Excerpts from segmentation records
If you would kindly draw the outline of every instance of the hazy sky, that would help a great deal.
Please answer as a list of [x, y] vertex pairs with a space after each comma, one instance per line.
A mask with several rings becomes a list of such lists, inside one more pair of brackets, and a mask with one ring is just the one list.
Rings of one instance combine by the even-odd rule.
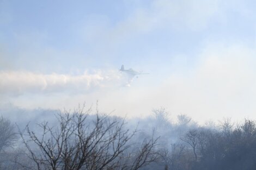
[[[0, 103], [256, 118], [256, 2], [0, 0]], [[149, 72], [130, 87], [119, 71]]]

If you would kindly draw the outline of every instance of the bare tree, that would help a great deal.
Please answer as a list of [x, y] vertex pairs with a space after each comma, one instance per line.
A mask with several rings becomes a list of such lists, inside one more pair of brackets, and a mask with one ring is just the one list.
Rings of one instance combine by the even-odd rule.
[[197, 161], [197, 154], [196, 149], [199, 143], [198, 130], [197, 129], [192, 129], [188, 130], [186, 134], [181, 138], [181, 140], [188, 143], [193, 149], [193, 153], [194, 155], [194, 159]]
[[96, 115], [93, 122], [89, 121], [89, 112], [60, 114], [57, 127], [47, 123], [39, 125], [41, 135], [29, 125], [23, 133], [20, 131], [28, 156], [35, 163], [31, 168], [136, 170], [157, 159], [157, 139], [144, 140], [134, 150], [132, 138], [136, 131], [130, 132], [124, 121], [107, 116]]
[[12, 147], [17, 140], [14, 125], [9, 119], [0, 117], [0, 152]]

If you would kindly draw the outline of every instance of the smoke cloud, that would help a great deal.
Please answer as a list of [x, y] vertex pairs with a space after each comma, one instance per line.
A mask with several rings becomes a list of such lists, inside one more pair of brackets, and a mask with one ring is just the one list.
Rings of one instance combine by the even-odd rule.
[[0, 93], [21, 95], [25, 93], [87, 92], [94, 88], [110, 86], [121, 79], [117, 72], [99, 71], [78, 75], [52, 73], [44, 74], [28, 71], [0, 71]]

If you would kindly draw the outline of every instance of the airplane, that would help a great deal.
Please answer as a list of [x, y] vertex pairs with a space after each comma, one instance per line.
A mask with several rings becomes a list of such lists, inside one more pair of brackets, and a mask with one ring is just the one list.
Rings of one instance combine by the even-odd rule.
[[121, 68], [119, 70], [119, 71], [126, 73], [126, 75], [127, 75], [128, 78], [128, 84], [130, 84], [132, 81], [132, 79], [133, 79], [135, 76], [136, 76], [136, 77], [138, 78], [138, 75], [149, 74], [143, 73], [142, 71], [137, 72], [132, 68], [125, 70], [124, 68], [124, 65], [121, 65]]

#### Exercise task
Copy out word for word everything from the line containing "cloud, that would help a great deal." down to the line containing "71], [0, 71]]", including both of those lines.

#### Reply to the task
If you would kindly draw the outline of every instance of the smoke cloud, that would help a great deal.
Please answer as a list of [x, y] vertex pairs with a space after each comma, one instance per line.
A mask with several rings becomes a list of such lists, inside one more pair of brackets, and a mask with one ring is just the one list.
Rings of one instance combine by the even-odd rule.
[[0, 93], [21, 95], [25, 93], [87, 92], [94, 88], [110, 86], [121, 79], [117, 72], [99, 71], [78, 75], [52, 73], [44, 74], [28, 71], [0, 71]]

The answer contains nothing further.